BEGIN
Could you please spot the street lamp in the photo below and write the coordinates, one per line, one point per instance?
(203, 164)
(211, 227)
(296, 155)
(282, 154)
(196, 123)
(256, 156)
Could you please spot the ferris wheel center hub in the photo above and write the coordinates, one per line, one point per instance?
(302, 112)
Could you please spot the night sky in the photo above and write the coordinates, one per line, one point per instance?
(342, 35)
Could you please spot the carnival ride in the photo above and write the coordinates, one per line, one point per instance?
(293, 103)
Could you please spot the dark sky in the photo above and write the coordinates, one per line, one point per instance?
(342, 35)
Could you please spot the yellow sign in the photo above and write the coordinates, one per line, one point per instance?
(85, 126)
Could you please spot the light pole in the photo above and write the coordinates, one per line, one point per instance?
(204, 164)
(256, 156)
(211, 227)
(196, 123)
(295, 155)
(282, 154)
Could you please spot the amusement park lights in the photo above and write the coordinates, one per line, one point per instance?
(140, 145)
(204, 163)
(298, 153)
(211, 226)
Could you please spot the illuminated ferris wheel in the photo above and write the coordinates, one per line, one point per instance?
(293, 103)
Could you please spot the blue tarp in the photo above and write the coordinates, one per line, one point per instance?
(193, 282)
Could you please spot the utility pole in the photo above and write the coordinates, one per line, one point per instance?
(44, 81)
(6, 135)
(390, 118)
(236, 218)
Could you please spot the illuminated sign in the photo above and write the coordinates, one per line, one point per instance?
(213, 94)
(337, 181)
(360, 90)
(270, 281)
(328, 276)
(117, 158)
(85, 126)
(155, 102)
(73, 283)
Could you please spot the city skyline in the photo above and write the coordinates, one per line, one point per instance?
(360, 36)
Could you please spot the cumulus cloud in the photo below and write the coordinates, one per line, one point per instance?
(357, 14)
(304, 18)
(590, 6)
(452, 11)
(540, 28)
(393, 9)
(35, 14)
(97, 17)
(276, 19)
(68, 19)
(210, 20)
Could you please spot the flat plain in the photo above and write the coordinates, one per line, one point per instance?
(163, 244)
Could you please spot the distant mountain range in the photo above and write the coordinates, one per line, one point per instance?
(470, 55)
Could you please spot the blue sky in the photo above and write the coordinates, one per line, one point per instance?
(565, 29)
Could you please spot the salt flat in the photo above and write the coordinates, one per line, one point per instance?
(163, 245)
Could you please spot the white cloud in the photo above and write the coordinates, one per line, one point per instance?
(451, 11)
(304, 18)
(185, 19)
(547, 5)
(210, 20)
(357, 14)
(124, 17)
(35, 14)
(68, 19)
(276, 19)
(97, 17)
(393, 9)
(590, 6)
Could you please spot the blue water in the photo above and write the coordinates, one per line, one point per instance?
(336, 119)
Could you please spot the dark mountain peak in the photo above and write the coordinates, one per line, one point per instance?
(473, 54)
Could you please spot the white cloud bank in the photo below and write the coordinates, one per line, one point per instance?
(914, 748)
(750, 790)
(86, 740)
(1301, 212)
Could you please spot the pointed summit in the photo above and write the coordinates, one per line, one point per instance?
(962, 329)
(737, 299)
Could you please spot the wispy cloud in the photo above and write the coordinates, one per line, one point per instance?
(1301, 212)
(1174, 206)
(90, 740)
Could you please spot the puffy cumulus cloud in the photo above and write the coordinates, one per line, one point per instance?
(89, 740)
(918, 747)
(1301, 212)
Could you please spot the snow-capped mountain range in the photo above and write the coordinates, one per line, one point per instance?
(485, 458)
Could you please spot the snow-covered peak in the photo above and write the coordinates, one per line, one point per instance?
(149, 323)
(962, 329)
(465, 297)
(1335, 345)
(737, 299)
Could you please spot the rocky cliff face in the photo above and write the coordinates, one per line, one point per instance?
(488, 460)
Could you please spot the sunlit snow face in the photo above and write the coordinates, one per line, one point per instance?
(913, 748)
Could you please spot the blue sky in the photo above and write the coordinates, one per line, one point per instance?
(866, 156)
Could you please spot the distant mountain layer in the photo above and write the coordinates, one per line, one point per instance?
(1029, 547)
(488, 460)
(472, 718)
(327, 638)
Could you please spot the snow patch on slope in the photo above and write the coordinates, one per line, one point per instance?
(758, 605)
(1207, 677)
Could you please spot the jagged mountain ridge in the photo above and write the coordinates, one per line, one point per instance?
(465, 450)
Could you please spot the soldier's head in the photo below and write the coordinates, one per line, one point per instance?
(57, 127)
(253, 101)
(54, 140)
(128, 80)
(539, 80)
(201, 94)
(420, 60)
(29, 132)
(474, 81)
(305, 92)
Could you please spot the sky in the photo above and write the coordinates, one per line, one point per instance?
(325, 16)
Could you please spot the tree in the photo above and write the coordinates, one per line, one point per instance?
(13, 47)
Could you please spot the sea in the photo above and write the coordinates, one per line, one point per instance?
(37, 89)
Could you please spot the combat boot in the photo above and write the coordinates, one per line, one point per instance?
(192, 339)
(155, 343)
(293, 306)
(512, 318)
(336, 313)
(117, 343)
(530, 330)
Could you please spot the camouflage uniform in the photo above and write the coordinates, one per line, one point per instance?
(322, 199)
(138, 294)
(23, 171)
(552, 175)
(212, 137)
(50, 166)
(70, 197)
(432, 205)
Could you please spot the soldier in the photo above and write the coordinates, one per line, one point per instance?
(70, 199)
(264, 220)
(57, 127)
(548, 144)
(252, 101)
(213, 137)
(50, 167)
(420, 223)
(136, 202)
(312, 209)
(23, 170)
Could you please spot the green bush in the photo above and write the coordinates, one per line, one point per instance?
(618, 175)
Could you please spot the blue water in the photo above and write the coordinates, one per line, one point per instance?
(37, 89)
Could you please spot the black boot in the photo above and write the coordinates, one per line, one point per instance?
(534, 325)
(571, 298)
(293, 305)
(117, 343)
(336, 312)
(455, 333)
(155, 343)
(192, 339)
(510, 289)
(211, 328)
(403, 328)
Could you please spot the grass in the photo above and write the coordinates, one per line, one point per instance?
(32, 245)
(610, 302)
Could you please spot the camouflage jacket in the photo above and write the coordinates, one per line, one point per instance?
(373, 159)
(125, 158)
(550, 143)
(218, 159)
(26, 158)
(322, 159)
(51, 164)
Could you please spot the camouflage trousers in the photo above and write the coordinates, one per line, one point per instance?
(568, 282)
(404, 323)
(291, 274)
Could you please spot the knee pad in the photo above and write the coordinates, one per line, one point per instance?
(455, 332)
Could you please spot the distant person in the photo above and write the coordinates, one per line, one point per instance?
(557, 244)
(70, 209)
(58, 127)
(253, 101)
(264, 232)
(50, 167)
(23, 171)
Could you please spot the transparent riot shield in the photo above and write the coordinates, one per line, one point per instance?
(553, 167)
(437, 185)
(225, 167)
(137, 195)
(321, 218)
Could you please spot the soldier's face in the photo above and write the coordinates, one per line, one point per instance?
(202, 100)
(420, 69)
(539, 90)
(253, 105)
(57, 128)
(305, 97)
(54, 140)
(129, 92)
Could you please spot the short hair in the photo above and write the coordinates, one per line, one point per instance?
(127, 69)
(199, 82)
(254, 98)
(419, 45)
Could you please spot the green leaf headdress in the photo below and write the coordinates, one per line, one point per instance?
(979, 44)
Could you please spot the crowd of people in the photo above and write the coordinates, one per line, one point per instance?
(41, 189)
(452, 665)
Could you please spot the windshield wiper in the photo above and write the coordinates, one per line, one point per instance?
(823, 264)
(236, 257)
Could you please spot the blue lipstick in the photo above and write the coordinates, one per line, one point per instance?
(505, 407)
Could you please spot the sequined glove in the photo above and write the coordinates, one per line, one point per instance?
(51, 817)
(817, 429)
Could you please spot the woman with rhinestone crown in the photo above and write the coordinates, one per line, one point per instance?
END
Print the records above exactly as they appear.

ANSWER -
Could you please spot the street lamp in the photo below and write the coordinates, one per line, one point per instance?
(203, 164)
(211, 227)
(296, 155)
(282, 154)
(196, 123)
(256, 156)
Could you please spot the ferris wheel center hub in the photo above and write the coordinates, one per line, one point per instance?
(302, 112)
Could you please spot the night sky in the photo above and write the coordinates, one per line, one point per instance?
(342, 35)
Could you please spot the carnival ride in the photo above and write the coordinates, one per line, one point per instance?
(293, 103)
Could you please spot the dark sky in the photo above and write the coordinates, one per line, one point per instance?
(342, 35)
Could you please spot the yellow sign in the photo above and write the coordinates, one per line, one point per instance?
(85, 126)
Could you please spot the light pole in the photo above and write the coordinates, one per line, one point per instance?
(204, 164)
(256, 156)
(211, 227)
(196, 123)
(295, 155)
(282, 154)
Could you please spot the amusement park lights in the photo above and write the coordinates, one per line, one point per instance?
(140, 145)
(204, 163)
(298, 153)
(211, 226)
Could you please spot the illuminated ferris wheel in the photo above and write the coordinates, one per line, one point per instance?
(293, 103)
Could you please spot the blue tarp in the photo above and write the coordinates, one per line, one point per instance?
(193, 282)
Could you please spot the utility pole in the photo above and write the coordinates, one per line, one point per instance?
(44, 81)
(6, 135)
(390, 118)
(236, 218)
Could you please spot the illuminated sign in the photo above and write the coordinates, one per line, one point per instance?
(213, 94)
(337, 181)
(360, 90)
(270, 281)
(328, 276)
(117, 158)
(85, 126)
(155, 102)
(73, 283)
Could you please spot the city skyline in the photo above and write the coordinates, one per line, one point per instance?
(360, 36)
Could you please spot the cumulus cloud in the photo below and write the coordinates, one per line, one point per instance?
(357, 14)
(304, 18)
(590, 6)
(452, 11)
(540, 28)
(393, 9)
(35, 14)
(97, 17)
(276, 19)
(68, 19)
(210, 20)
Could you please spot the flat plain in the photo above and write the coordinates, one per line, one point per instance?
(163, 244)
Could you please spot the distant mountain range in the photo above and write the coordinates, one per line, one point per instance?
(470, 55)
Could you please spot the blue sky in the photo above and write the coordinates, one per line, one point per instance?
(565, 29)
Could you please spot the salt flat in the photo above and write the coordinates, one per line, one point per instance?
(163, 245)
Could you please spot the white cloud in the photo above and write the coordinates, one per line, one point per instance?
(451, 11)
(304, 18)
(185, 19)
(547, 5)
(210, 20)
(357, 14)
(124, 17)
(35, 14)
(68, 19)
(276, 19)
(97, 17)
(393, 9)
(590, 6)
Could you please spot the blue water in the photo above and write the coordinates, one per line, one point per instance?
(336, 119)
Could you please spot the dark mountain peak in the photo above and write the coordinates, one per line, one point per instance?
(473, 54)
Could you please spot the white cloud bank in the photo below and write the coordinates, one per line, one point per instance?
(914, 748)
(750, 790)
(86, 740)
(1301, 212)
Could you please spot the pointed summit in the photo above and write the coordinates, one per line, one point per instance?
(962, 329)
(737, 299)
Could you please spot the wispy cloud in the photo above and write the coordinates, one per line, one point per instance?
(1301, 212)
(1174, 206)
(90, 740)
Could you please spot the puffy cumulus cloud in the photo above and write the coordinates, one per line, one point per instance?
(89, 740)
(918, 747)
(1301, 212)
Could you please spot the snow-capped mountain range in the photo above and write the coordinates, one per line, one point per instance?
(485, 458)
Could you please spot the snow-covered peak in the photo above and write the coordinates, one per line, one point per instance?
(149, 323)
(962, 329)
(465, 297)
(1335, 345)
(737, 299)
Could you please spot the rocky cliff face in the photo above and write the coordinates, one per line, one point per instance?
(488, 460)
Could you please spot the sunlit snow face in the photo above and write the coordinates, one per line, one point per instance?
(913, 748)
Could you please spot the blue sky in the photo above and write the coordinates, one per line, one point per instance?
(866, 156)
Could you please spot the distant mountain layer in the photo above and write the coordinates, one per line, one point per instance?
(1029, 547)
(488, 460)
(472, 718)
(327, 638)
Could you please spot the snow patch on slope in the photo above and write the coordinates, one per line, one point per instance?
(758, 605)
(1207, 677)
Could you please spot the jagged mountain ridge in the photo above and write the coordinates, one per line, one point per instance?
(465, 450)
Could you please spot the soldier's head in the photo below and write the coordinates, one per line, one point per instance?
(57, 127)
(253, 101)
(54, 140)
(128, 80)
(539, 80)
(201, 94)
(420, 60)
(29, 132)
(474, 81)
(305, 92)
Could you please spot the sky in the photo above and write the coordinates, one per line, one point per instance?
(325, 16)
Could you please spot the tree in the photo above and write the coordinates, one per line, one point per instance?
(13, 47)
Could you please spot the sea in the photo above and write the coordinates, one per line, one point per instance?
(37, 89)
Could you please spot the combat boot in the photo above and write the coordinates, one per line, one point per instance?
(192, 339)
(155, 343)
(293, 306)
(512, 318)
(336, 313)
(117, 343)
(530, 330)
Could you please spot the camouflage uniform in the photo above and write the coordinates, one per line, one point per instance?
(322, 199)
(138, 294)
(23, 171)
(552, 175)
(212, 137)
(50, 166)
(70, 197)
(432, 205)
Could you please spot the soldier in the photo above and write the coordinates, one per line, one point per instance?
(70, 199)
(264, 220)
(57, 127)
(548, 144)
(252, 101)
(213, 137)
(50, 167)
(420, 223)
(136, 202)
(312, 209)
(23, 170)
Could you please spot the green bush in the photo above and write the coordinates, one per line, one point per instance?
(618, 175)
Could you please spot the blue water in the photo above and write the coordinates, one per line, one point per instance?
(37, 89)
Could you please spot the black boot in the photo above and write the coordinates, one per line, one point per instance?
(534, 325)
(571, 298)
(293, 305)
(117, 343)
(336, 312)
(455, 333)
(155, 343)
(192, 339)
(510, 289)
(211, 328)
(403, 328)
Could you please spot the grass in the photo above and write the coordinates, one per line, one point per instance?
(32, 245)
(610, 302)
Could you please spot the camouflage jacket in the photo above and write the coordinates, one per line, one point per instance?
(373, 159)
(125, 158)
(550, 143)
(218, 159)
(26, 158)
(322, 159)
(51, 164)
Could you please spot the camouflage trousers in the photo above and write the coordinates, one per line, one point per instance?
(568, 282)
(404, 323)
(291, 274)
Could you please spot the knee pad in the photo above and write the coordinates, one per line, one point per instance?
(455, 332)
Could you please spot the distant person in the photo above and write the coordinates, one per line, one point per instance?
(557, 244)
(70, 209)
(58, 127)
(253, 101)
(264, 232)
(50, 167)
(23, 171)
Could you please spot the transparent riot shield in the photo above and write the coordinates, one per line, one point per instance?
(553, 167)
(437, 185)
(225, 167)
(137, 195)
(321, 218)
Could you please spot the soldier's face in the photo above and write the coordinates, one per line, one point per instance?
(202, 100)
(420, 69)
(539, 90)
(253, 105)
(57, 128)
(305, 97)
(54, 140)
(129, 92)
Could you please spot the short hair in the photo above and write the coordinates, one per line, one point per instance?
(127, 69)
(199, 82)
(254, 98)
(419, 45)
Could you please spot the green leaf headdress in the photo below and write the coordinates, one per line, one point per instance?
(979, 44)
Could you please spot the crowd of people in the photo above and write the coordinates, one per line, one point per instance?
(41, 189)
(452, 665)
Could you please spot the windshield wiper in the photo above and write the coordinates, one per line, one point per instance?
(823, 264)
(236, 257)
Could you please spot the blue lipstick in the photo above and write the coordinates, one per line, one point per instance?
(505, 407)
Could you please spot the sequined glove in the photo above and write the coordinates, one per line, one point per instance?
(51, 817)
(817, 429)
Could you please spot the woman with rhinestone crown in the photo above and write the coordinates, one per line, one point per instance?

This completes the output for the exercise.